INSTRUCTIONS FOR THE TASK:
Show each line in the records below that contains the string "dark". Case matters.

***** DATA EXTRACT

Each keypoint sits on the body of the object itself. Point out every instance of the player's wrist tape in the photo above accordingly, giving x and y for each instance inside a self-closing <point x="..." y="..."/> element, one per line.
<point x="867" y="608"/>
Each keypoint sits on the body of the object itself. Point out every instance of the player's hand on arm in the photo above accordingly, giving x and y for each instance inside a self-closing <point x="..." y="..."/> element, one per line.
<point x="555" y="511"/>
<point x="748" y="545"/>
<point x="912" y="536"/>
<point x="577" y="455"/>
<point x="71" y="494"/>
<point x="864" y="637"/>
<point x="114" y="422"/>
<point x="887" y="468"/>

**********
***** DATA EXTRACT

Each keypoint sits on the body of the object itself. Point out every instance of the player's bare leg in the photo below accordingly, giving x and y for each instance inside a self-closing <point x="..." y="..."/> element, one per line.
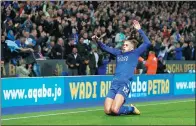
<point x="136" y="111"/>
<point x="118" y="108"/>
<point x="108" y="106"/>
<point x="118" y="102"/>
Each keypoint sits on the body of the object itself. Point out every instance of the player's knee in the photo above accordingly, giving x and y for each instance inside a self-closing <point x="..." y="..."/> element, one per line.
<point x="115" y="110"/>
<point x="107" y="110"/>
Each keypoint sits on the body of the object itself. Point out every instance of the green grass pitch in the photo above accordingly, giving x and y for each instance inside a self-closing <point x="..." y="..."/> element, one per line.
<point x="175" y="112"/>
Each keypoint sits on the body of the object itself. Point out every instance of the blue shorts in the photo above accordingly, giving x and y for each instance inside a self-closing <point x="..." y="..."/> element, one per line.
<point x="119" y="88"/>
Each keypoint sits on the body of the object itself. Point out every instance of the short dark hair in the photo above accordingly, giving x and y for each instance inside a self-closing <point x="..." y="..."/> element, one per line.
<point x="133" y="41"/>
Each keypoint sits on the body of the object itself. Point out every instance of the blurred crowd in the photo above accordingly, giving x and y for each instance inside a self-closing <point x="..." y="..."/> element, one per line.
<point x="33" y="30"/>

**********

ANSWER BELOW:
Each keypoint sits on the body of the object itself. Point out every instance of the short dark hair in the photo above accordingly, giving x and y for each instance inside a self-closing <point x="..." y="..."/> element, one per line.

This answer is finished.